Task prompt: Every entry below should appear in the answer exactly as written, apart from the pictures.

==== Data provided ====

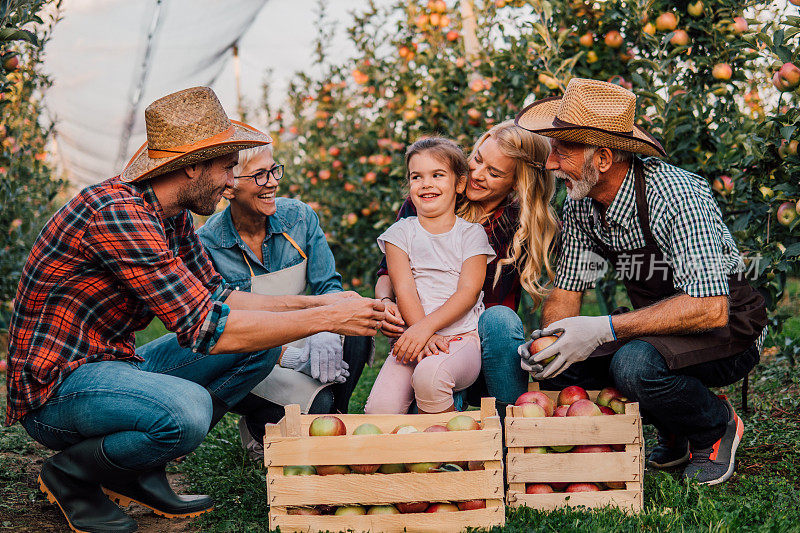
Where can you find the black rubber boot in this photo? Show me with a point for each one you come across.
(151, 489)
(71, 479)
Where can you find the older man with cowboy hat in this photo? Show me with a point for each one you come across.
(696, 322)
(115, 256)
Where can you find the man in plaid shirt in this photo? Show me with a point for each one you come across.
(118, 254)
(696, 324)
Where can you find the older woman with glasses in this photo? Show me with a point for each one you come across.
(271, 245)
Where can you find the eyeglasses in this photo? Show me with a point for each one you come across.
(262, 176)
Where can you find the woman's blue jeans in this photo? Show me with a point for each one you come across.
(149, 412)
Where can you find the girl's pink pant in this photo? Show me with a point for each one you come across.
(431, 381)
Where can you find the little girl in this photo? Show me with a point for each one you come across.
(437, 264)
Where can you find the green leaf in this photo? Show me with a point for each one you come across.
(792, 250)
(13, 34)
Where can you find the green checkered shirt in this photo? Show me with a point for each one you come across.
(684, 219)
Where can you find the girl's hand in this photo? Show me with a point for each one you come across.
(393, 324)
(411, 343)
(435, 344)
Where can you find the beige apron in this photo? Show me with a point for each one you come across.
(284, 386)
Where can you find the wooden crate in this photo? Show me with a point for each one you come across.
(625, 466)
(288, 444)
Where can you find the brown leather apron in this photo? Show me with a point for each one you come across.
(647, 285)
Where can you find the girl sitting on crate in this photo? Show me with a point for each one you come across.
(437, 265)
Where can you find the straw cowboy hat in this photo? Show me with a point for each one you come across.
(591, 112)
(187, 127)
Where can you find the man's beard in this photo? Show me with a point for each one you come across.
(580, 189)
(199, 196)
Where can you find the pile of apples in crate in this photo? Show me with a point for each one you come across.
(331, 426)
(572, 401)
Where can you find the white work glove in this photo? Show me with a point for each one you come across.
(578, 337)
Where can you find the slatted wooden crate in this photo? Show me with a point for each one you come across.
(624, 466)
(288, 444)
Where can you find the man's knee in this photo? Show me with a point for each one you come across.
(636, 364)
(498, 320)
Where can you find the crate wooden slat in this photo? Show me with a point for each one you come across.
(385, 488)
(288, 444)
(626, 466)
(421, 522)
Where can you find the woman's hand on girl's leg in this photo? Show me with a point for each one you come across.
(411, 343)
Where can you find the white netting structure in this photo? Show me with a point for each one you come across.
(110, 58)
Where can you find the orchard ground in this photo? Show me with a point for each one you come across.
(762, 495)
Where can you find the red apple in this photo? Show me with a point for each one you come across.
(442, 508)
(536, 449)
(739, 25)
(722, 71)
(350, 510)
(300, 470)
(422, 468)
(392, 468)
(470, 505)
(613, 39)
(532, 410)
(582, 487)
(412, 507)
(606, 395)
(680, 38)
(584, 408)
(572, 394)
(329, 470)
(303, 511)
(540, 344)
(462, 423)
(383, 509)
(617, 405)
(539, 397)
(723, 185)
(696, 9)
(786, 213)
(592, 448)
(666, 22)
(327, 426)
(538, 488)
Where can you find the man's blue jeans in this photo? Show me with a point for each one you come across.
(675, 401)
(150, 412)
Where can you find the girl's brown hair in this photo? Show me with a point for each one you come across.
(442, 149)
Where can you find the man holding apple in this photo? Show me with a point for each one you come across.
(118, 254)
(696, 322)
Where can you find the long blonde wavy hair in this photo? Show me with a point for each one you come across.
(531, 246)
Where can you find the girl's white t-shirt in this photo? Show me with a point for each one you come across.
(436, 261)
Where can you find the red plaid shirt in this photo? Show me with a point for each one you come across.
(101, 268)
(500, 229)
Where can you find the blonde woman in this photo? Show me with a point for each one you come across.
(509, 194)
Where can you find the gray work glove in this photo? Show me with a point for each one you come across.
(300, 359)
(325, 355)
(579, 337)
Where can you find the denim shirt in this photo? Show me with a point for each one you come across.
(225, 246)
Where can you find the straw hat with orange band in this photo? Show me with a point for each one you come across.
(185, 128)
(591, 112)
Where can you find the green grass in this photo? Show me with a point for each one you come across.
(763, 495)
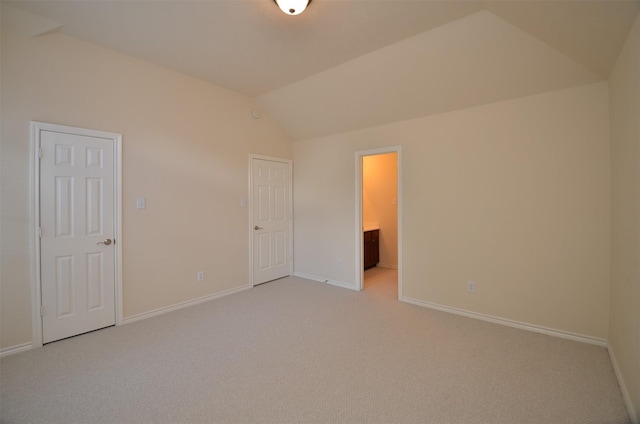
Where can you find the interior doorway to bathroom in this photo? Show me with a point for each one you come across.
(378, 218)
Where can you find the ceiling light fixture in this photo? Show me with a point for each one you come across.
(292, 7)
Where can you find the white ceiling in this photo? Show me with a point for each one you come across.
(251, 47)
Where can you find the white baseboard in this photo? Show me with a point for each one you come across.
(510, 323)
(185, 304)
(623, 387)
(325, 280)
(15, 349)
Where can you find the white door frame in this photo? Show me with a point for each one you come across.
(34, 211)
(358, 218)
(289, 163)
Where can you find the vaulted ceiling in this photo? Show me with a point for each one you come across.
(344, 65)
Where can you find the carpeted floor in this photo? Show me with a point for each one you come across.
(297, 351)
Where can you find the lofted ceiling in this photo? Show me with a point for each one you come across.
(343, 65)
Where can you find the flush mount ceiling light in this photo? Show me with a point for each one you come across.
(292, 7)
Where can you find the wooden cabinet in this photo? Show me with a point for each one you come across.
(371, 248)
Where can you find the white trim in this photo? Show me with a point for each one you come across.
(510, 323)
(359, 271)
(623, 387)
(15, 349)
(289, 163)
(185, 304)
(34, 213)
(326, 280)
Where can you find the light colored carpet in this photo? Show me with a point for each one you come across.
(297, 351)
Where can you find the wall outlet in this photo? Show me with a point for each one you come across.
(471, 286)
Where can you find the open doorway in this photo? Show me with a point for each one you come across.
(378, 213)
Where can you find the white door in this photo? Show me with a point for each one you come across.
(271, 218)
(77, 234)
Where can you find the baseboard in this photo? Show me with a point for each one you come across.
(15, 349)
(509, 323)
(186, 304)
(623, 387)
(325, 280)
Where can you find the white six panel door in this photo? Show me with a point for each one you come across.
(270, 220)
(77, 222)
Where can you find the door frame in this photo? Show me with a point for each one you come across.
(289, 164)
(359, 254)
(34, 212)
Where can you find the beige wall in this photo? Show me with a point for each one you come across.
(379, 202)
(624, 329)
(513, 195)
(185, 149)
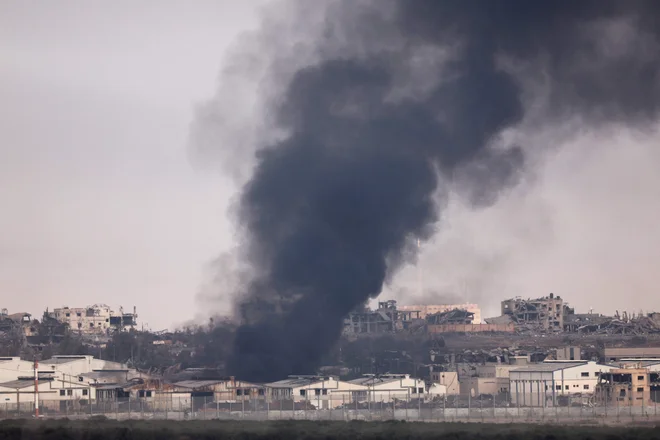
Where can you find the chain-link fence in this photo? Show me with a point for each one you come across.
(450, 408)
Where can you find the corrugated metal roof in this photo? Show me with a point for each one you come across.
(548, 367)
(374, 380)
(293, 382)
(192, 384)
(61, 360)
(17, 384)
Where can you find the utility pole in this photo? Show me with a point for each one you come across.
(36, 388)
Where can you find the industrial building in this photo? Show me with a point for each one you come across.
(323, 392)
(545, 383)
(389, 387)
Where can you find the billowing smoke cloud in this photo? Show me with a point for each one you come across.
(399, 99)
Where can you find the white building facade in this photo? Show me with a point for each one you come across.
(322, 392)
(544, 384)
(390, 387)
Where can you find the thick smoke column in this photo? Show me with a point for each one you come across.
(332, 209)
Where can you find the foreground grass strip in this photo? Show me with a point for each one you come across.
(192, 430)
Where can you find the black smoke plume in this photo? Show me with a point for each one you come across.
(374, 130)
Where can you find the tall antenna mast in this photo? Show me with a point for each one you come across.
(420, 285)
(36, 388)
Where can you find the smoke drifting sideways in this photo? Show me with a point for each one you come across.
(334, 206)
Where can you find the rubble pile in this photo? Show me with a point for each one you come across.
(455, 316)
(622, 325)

====

Finished task:
Where can you find the black rubber boot in this photo? Show me with a point for each one you come across.
(151, 489)
(71, 479)
Where can you find the older man with cowboy hat in this photo? Show me with a point for each one you come across.
(696, 322)
(115, 256)
Where can you find the man in plaid shirt in this photo? Show me with a point for each one you come across.
(118, 254)
(696, 324)
Where can you find the older woman with glasses in this photo? Show me with a point for each one you come across.
(271, 245)
Where can you find the eyeglasses in this photo? Show me with a point for each one you come across.
(262, 176)
Where can you find the woman's blue jeans in this photo? Show me with a point for each one you come across.
(149, 412)
Where can you find the girl's pink pant in this photo? Show me with a point for each one you come across.
(431, 381)
Where can you find the little girl in this photo? Show me with a point for each one you come across.
(437, 264)
Where can you find the green leaf in this photo? Show me with a point for each one you come across.
(792, 250)
(13, 34)
Where can you find the green checkered shirt in this photo? Show me with a point for each one you come across.
(684, 219)
Where can you find the girl's hand in this photo? Show me with a point for each one you come across.
(393, 324)
(411, 343)
(435, 344)
Where can you find the beige apron in this photo? Show me with a point for each one you come across.
(284, 386)
Where can you find the wooden crate in this photo? Show me with a point for each one you come across.
(625, 466)
(288, 444)
Where can you find the brown leather apron in this photo? Show me with a point for each one you come across.
(647, 285)
Where can you find the girl sitting on crate in this photo? Show me with a point for each one you come across.
(437, 265)
Where can you find the straw cowboy hat in this photo? Show me with a point for each one you come across.
(591, 112)
(187, 127)
Where can you find the man's beard in this photo? Show me with a point for each one you come across.
(580, 189)
(199, 196)
Where can you find the pile of apples in crate in this photo? Show me with a point for each one you come across.
(331, 426)
(572, 401)
Where can you find the white work glove in this photo? Show me with a point for each one you come across.
(578, 337)
Where can you find the slatted wooden crate in this photo? Show me with a point for each one you come across.
(624, 466)
(288, 444)
Where can you find the man's knee in this photo? Show me with a point for each one you come across.
(636, 364)
(498, 320)
Where can you find the crate wooden slat in this photo? Show me with a point for each one you come across.
(385, 488)
(288, 444)
(626, 466)
(421, 522)
Where can you find the woman's hand on girl's leg in this photo? Show me with a point for each one you come across.
(411, 343)
Where can you find the white netting structure in this photo? Show me with a point for each one you come across.
(110, 58)
Where can you find the orchard ground in this photo? Show me with a point for each one you come across.
(762, 495)
Where can you find the red apple in this photo? Show me with a point for each one you come across.
(442, 508)
(536, 449)
(739, 25)
(722, 71)
(350, 510)
(300, 470)
(422, 468)
(392, 468)
(470, 505)
(613, 39)
(532, 410)
(582, 487)
(412, 507)
(606, 395)
(680, 38)
(584, 408)
(572, 394)
(329, 470)
(303, 511)
(540, 344)
(462, 423)
(383, 509)
(617, 405)
(539, 397)
(723, 185)
(696, 9)
(786, 213)
(592, 448)
(666, 22)
(327, 426)
(538, 488)
Where can you find the man's blue jeans in this photo? Show me with a point for each one you come across.
(675, 401)
(150, 412)
Where can you find the girl's brown hair in this photo? Show me with a point for each one you come across.
(442, 149)
Where can you find the man holding apple in this photo? Show me with a point for each one you come across.
(118, 254)
(696, 322)
Where can you find the long blonde wavy hair in this photo? Show me with a point for each one you come across.
(531, 246)
Where can you find the girl's white t-shirt in this photo? Show me with a point for each one you come across.
(436, 261)
Where can you find the red plaid shirt in this photo? Show me with a point for each one you come across.
(101, 268)
(500, 229)
Where can you find the blonde woman in this photo? Show me with a point for each one you come across.
(509, 194)
Where can you find the gray work glove in this photo? Show me with a point for each one you come across.
(300, 359)
(325, 355)
(579, 337)
Where can you find the denim shirt in this photo? Show me with a point for each one you come across.
(225, 246)
Where can you find the straw hat with orange band in this photo? Show me with a point for each one you come across.
(185, 128)
(591, 112)
Where can you find the green grass in this photo? Show me with a point for each one you come across.
(763, 495)
Where can you find the interior doorway to bathroom in this photo? Show me with a point for each one you come across.
(378, 218)
Where can you find the ceiling light fixture in this photo? Show me with a point for each one you come across.
(292, 7)
Where can you find the white ceiling in this photo? Show me with a point for each one you come across.
(251, 47)
Where can you find the white baseboard in this photo? Show me with a point for each one you come across.
(510, 323)
(185, 304)
(623, 387)
(325, 280)
(15, 349)
Where can you find the white door frame in this photo? Show me with a point for each one you come across.
(34, 211)
(358, 218)
(289, 163)
Where can you find the vaulted ceiling in this photo? Show me with a point for each one you come across.
(344, 65)
Where can you find the carpeted floor in this photo? Show me with a point for each one you come across.
(297, 351)
Where can you find the lofted ceiling in this photo? Show me with a point for each one you come across.
(343, 65)
Where can you find the flush mount ceiling light in this photo? Show me with a point for each one you come across.
(292, 7)
Where can you find the wooden cabinet in this photo? Show me with a point for each one you come across.
(371, 248)
Where can you find the white trim in this photo? Show me with a point for each one you come across.
(510, 323)
(359, 271)
(623, 387)
(15, 349)
(289, 163)
(185, 304)
(34, 213)
(326, 280)
Where can you find the light colored carpet in this photo? Show me with a point for each one you come across.
(297, 351)
Where can you find the wall outlet in this photo? Show me with a point for each one you come across.
(471, 286)
Where can you find the open doorway in this photo? Show me with a point for each one you come across.
(378, 213)
Where can you find the white door in this photo? Show me with a point for each one you come across.
(271, 218)
(77, 234)
Where can you find the baseboard in this photo? Show me with a point for each one you come across.
(15, 349)
(509, 323)
(186, 304)
(623, 387)
(325, 280)
Where can you find the white six panel door in this photo? Show me with a point for each one you come across.
(270, 220)
(77, 222)
Where can you find the door frame in this photo? Show me with a point for each one you come across.
(289, 164)
(359, 254)
(34, 212)
Where can you find the beige wall in this photo? Show me with a point for each one you come across.
(379, 202)
(624, 329)
(513, 195)
(185, 149)
Where can you find the chain-link fence in this photo? Show me with a point for each one you come across.
(450, 408)
Where can you find the corrugated metal roof in this photo? Show me with a point for each one you come across.
(548, 367)
(374, 380)
(293, 382)
(192, 384)
(61, 360)
(17, 384)
Where can you find the utility pole in this photo? Show me with a point for each one you come across.
(36, 388)
Where can you find the industrial building in this photo? Show me with a point for each one you come across.
(323, 392)
(545, 383)
(389, 387)
Where can you find the billowing smoke cloud in this photo? Show me with a point for each one you come across.
(399, 99)
Where can you find the white building facade in this photo? Show me with a point for each one you come across.
(322, 392)
(544, 384)
(390, 387)
Where can you find the thick smoke column in this photo? Show me with a point for each one you come across.
(332, 209)
Where can you find the foreground grass strip in this photo? Show me with a point for each one you come across.
(192, 430)
Where can you find the black smoke plume in this photo? Show me with a point for each one you come across.
(374, 130)
Where can you find the tall antenna mast in this photo? Show me with a point for each one you come across.
(420, 285)
(36, 388)
Where can you find the smoke drifting sideways in this photo? Show me with a point for each one you come across.
(334, 206)
Where can you find the rubble pile in this photo? Show me with a point for each one you come across.
(455, 316)
(622, 325)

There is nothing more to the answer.